▶ _REQUIREMENT_
Copy everything from "Reviewer note: verify that every instance of the man's shadow" down to "[[211, 468], [310, 340], [224, 330], [412, 465]]" with each "stone step" changed to "stone stair" and nothing else altered.

___ DATASET EXTRACT ___

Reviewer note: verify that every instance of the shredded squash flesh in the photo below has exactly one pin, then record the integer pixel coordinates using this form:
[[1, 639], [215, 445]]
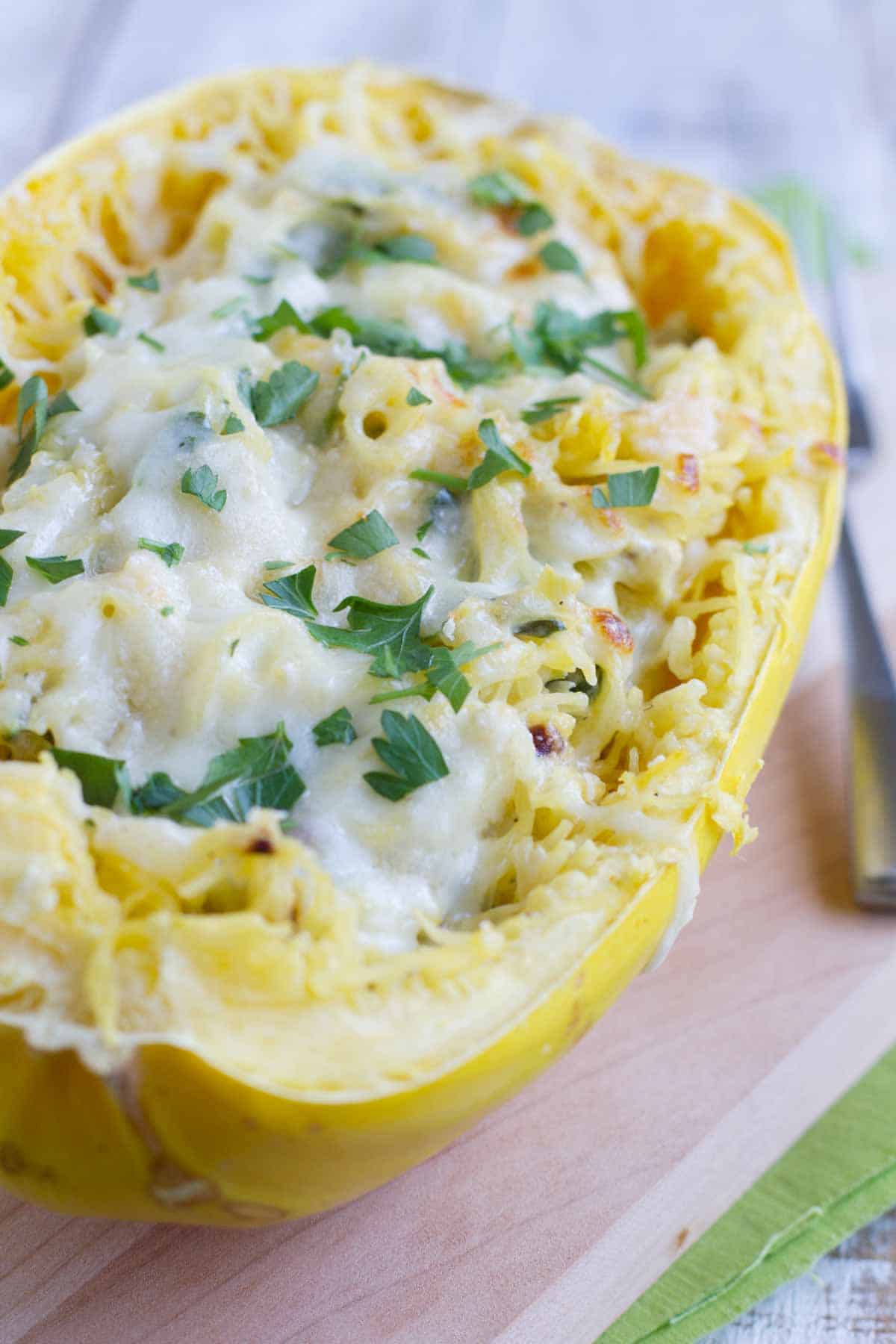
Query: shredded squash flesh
[[270, 312]]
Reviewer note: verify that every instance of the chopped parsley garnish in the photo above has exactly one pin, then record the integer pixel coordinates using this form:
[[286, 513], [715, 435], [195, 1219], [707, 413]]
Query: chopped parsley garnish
[[282, 317], [499, 457], [7, 537], [556, 255], [499, 188], [227, 309], [284, 394], [561, 337], [100, 323], [35, 398], [541, 411], [390, 635], [444, 673], [171, 553], [335, 729], [151, 340], [504, 188], [257, 773], [628, 490], [408, 248], [410, 753], [576, 682], [148, 281], [457, 484], [292, 593], [541, 628], [102, 779], [368, 537], [55, 567], [202, 483], [534, 220], [193, 430]]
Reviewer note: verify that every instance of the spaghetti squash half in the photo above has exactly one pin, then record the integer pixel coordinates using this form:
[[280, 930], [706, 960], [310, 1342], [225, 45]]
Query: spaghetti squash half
[[413, 515]]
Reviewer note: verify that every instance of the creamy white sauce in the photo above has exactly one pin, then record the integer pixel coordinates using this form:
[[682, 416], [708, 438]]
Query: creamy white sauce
[[168, 667]]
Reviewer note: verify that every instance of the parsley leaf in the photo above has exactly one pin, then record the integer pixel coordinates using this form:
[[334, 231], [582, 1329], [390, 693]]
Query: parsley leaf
[[148, 281], [55, 567], [541, 628], [151, 340], [556, 255], [284, 394], [504, 188], [576, 682], [171, 553], [368, 537], [193, 430], [100, 323], [391, 635], [499, 457], [257, 773], [445, 671], [35, 398], [561, 339], [541, 411], [202, 483], [450, 483], [534, 220], [102, 779], [335, 729], [499, 188], [227, 309], [410, 753], [628, 490], [292, 593], [408, 248], [282, 317]]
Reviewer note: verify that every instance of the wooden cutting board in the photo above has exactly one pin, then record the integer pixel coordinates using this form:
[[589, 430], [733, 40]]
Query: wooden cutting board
[[563, 1206]]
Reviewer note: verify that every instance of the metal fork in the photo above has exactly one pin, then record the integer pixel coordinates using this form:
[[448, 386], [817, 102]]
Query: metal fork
[[871, 685]]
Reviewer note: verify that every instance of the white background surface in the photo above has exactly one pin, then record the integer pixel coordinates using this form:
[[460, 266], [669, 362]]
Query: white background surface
[[742, 92]]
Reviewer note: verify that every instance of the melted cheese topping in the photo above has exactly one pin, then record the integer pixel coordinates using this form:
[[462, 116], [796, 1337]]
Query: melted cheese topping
[[554, 797]]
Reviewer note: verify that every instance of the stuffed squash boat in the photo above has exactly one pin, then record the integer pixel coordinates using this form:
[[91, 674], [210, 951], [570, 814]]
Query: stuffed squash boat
[[413, 517]]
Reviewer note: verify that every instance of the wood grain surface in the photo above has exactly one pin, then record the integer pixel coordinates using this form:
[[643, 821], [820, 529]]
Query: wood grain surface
[[504, 1234]]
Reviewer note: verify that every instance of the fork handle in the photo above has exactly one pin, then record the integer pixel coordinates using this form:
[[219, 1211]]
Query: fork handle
[[872, 697]]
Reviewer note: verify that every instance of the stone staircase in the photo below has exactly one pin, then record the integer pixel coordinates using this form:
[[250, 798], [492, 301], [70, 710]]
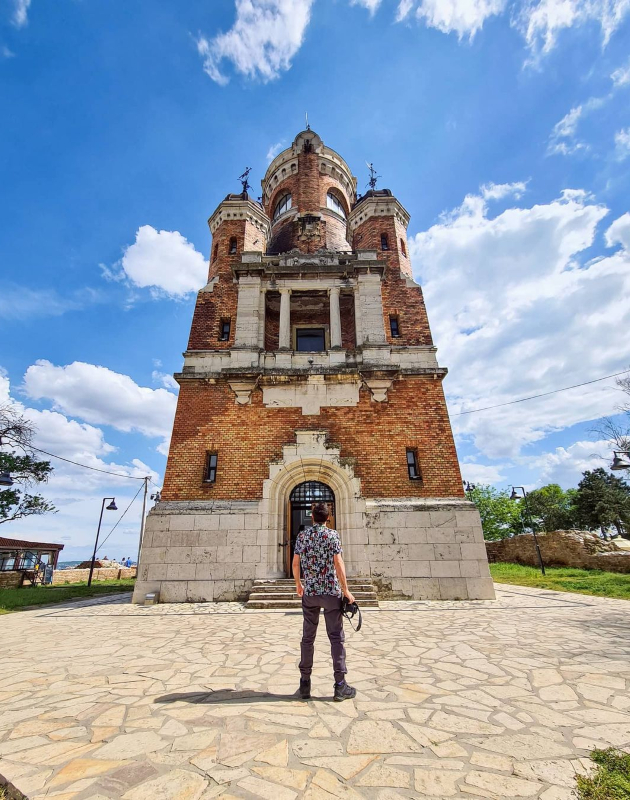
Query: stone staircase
[[281, 594]]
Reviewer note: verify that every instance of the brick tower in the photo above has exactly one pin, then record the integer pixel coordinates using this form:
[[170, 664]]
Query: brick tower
[[311, 374]]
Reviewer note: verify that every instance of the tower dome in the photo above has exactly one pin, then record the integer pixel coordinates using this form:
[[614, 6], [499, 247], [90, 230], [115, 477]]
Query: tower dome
[[308, 192]]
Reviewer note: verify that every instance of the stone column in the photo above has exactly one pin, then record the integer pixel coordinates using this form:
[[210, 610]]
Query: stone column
[[285, 319], [335, 317], [357, 318], [261, 318]]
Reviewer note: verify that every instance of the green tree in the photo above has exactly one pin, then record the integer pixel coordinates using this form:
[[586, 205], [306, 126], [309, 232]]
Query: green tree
[[552, 508], [16, 433], [603, 500], [500, 516]]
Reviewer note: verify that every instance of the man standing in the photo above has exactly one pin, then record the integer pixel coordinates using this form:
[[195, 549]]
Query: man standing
[[318, 554]]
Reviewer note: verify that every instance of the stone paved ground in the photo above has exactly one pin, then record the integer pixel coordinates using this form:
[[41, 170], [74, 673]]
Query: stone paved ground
[[455, 700]]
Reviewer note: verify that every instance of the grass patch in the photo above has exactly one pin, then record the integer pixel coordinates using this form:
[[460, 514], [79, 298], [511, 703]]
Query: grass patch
[[611, 781], [565, 579], [16, 599]]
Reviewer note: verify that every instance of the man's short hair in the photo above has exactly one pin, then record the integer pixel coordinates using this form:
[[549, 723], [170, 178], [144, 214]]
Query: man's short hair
[[321, 512]]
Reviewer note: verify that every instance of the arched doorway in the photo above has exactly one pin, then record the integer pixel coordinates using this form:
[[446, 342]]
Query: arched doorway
[[301, 500]]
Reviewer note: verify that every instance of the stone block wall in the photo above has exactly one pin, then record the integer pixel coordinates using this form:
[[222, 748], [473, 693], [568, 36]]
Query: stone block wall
[[196, 552], [580, 549], [61, 576], [427, 550]]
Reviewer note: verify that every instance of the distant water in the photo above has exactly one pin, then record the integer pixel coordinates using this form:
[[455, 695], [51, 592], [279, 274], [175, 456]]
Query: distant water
[[73, 564]]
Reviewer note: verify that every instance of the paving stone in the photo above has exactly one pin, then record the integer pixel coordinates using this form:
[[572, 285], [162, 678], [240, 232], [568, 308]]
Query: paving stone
[[346, 766], [369, 736], [502, 785], [384, 775], [277, 756], [266, 790], [436, 782], [293, 778], [178, 784]]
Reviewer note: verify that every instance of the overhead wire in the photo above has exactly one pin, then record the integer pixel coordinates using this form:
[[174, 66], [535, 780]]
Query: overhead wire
[[119, 519], [542, 394], [85, 466]]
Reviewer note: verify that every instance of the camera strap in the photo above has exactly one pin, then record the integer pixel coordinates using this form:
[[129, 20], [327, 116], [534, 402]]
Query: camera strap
[[349, 610]]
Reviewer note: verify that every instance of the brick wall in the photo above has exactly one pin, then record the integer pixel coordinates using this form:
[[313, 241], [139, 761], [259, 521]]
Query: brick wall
[[248, 437], [399, 299], [10, 580], [580, 549], [308, 188]]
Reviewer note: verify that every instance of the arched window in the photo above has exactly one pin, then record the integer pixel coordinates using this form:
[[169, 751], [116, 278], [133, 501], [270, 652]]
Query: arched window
[[284, 204], [334, 205]]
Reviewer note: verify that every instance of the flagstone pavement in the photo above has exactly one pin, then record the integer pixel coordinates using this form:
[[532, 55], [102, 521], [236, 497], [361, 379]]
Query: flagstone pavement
[[480, 699]]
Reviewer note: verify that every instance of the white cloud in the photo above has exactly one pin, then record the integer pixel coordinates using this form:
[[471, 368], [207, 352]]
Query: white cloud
[[563, 136], [619, 232], [463, 17], [264, 38], [542, 21], [99, 395], [565, 465], [498, 191], [77, 492], [370, 5], [621, 76], [167, 381], [622, 144], [514, 313], [21, 302], [20, 12], [165, 261], [482, 473], [274, 150]]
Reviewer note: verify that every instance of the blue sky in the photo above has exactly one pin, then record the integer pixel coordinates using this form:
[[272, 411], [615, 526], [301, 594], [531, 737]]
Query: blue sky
[[502, 126]]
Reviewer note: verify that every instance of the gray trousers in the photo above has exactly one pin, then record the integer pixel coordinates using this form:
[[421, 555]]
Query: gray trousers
[[334, 628]]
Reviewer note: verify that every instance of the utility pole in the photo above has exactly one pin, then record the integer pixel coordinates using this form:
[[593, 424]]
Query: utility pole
[[144, 507]]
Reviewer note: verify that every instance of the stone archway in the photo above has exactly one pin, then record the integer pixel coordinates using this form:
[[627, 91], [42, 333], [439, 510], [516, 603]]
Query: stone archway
[[313, 459]]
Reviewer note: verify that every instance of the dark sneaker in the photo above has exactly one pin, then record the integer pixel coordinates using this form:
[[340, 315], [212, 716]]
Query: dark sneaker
[[344, 692]]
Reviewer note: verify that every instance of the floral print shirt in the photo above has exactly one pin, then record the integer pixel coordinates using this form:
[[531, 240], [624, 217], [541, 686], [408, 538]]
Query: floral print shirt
[[317, 547]]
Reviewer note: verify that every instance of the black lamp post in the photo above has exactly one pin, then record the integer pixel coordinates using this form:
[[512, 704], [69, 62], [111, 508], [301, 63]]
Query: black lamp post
[[6, 479], [111, 507], [619, 463], [516, 496]]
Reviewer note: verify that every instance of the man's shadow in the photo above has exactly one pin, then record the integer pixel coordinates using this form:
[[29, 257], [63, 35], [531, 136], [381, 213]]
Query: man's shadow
[[231, 697]]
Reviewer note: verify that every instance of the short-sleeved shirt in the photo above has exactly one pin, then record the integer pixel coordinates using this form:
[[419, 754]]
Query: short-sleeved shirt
[[317, 547]]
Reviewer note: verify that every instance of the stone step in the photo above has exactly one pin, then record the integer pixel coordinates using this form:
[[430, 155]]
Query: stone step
[[296, 604], [280, 594], [359, 596]]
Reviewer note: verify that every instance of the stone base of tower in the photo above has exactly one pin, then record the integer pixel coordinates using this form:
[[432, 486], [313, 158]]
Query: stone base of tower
[[416, 548]]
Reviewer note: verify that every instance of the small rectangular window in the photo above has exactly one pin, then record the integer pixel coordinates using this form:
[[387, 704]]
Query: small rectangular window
[[211, 468], [310, 340], [224, 330], [412, 465]]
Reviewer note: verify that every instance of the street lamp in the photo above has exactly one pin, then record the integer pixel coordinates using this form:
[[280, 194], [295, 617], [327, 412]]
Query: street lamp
[[6, 479], [111, 507], [516, 496], [619, 463]]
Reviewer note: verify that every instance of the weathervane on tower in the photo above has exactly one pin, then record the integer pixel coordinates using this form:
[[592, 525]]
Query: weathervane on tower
[[373, 176], [243, 179]]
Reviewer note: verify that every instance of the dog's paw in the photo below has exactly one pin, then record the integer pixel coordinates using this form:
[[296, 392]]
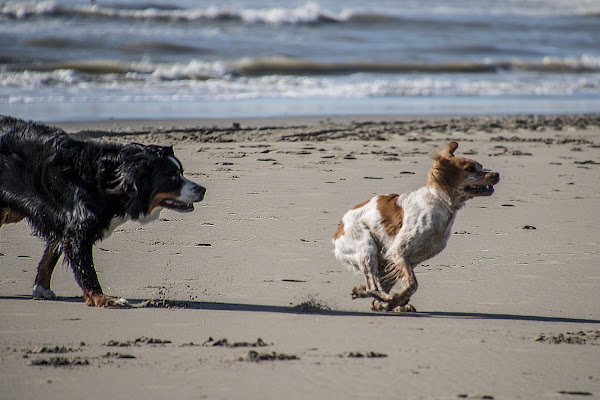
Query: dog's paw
[[359, 292], [41, 293], [405, 308]]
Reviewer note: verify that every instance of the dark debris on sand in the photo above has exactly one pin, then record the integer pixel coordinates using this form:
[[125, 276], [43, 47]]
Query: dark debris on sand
[[365, 130]]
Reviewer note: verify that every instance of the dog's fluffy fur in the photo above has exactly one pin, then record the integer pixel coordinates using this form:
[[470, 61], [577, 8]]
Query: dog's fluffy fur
[[386, 237], [75, 193]]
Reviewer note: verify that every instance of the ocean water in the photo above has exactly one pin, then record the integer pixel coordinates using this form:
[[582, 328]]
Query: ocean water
[[70, 60]]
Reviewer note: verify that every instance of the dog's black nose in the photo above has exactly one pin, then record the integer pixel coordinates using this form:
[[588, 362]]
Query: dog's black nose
[[494, 176], [200, 192]]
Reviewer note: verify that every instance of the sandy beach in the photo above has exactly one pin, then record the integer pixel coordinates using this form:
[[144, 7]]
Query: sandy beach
[[243, 298]]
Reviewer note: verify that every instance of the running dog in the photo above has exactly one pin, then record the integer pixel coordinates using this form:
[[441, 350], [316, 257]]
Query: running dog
[[75, 193], [386, 237]]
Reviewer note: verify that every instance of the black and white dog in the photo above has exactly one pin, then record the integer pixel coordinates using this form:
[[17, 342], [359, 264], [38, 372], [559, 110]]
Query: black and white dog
[[75, 193]]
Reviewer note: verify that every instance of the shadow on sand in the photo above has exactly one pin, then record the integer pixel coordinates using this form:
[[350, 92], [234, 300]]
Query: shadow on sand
[[315, 309]]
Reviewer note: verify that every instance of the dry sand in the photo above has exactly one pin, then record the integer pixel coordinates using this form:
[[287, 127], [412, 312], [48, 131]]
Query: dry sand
[[511, 308]]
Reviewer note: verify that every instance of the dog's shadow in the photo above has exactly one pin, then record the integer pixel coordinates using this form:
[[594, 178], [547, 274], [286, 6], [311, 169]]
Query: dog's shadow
[[300, 309]]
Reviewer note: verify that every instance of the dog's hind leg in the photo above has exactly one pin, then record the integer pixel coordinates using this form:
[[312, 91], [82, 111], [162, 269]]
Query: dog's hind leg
[[369, 266], [399, 301], [41, 289]]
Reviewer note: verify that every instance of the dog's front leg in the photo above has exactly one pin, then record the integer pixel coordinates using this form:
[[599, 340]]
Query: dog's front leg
[[41, 289], [80, 256]]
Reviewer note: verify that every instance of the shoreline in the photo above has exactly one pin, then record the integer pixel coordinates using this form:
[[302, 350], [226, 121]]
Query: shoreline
[[330, 128]]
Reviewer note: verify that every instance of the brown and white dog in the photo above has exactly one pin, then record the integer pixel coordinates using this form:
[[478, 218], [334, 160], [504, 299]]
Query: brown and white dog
[[387, 236]]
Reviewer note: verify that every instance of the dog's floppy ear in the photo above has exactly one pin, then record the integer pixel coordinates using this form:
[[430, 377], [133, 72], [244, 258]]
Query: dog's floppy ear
[[128, 175], [449, 150]]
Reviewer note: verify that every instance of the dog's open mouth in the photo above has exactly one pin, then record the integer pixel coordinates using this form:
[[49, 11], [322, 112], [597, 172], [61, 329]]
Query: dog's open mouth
[[480, 190], [177, 205]]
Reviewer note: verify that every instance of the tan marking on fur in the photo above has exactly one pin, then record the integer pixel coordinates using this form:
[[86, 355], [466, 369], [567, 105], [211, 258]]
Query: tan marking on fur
[[340, 232], [46, 268], [9, 216], [159, 198], [391, 213], [361, 205]]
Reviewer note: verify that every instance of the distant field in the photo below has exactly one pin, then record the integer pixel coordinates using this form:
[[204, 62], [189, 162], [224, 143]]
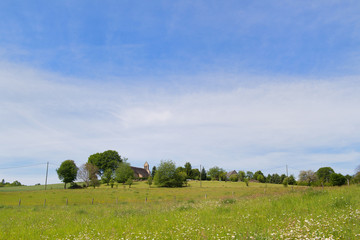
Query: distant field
[[218, 210], [31, 188]]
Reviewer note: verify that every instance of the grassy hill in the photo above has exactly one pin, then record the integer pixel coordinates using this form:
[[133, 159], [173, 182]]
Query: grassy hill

___

▶ _FULL SOLUTION_
Reviewer note: verify that every instance of the man's shadow in the photo above has exactly one pin, then record the integer pixel coordinates using this form:
[[29, 257], [63, 35], [531, 136], [381, 213]]
Query: man's shadow
[[231, 697]]
Reviewer note: verify that every instance of the short-sleeved shirt in the photo above has exactly one pin, then record the integer pixel coordinates using this form:
[[419, 754]]
Query: short-sleeved shirt
[[317, 547]]
Reviewer note: verify that every instance of the stone stair in the photo above has exactly one pin, then record the integer pixel coordinates using this form:
[[430, 155]]
Query: stone stair
[[296, 604], [280, 594], [359, 596]]
Reviewer note: verify that every instance of the stone base of tower in the photo above has exactly one pin, then record the integer pixel coordinates using this form:
[[432, 486], [313, 158]]
Query: stone base of tower
[[416, 548]]
Reviewer note: verify that every instance of the small rectangular window in the photo above has exactly one pin, then record the integer pixel coordinates using this form:
[[387, 704]]
Query: small rectangular window
[[211, 468], [310, 340], [224, 330], [412, 465]]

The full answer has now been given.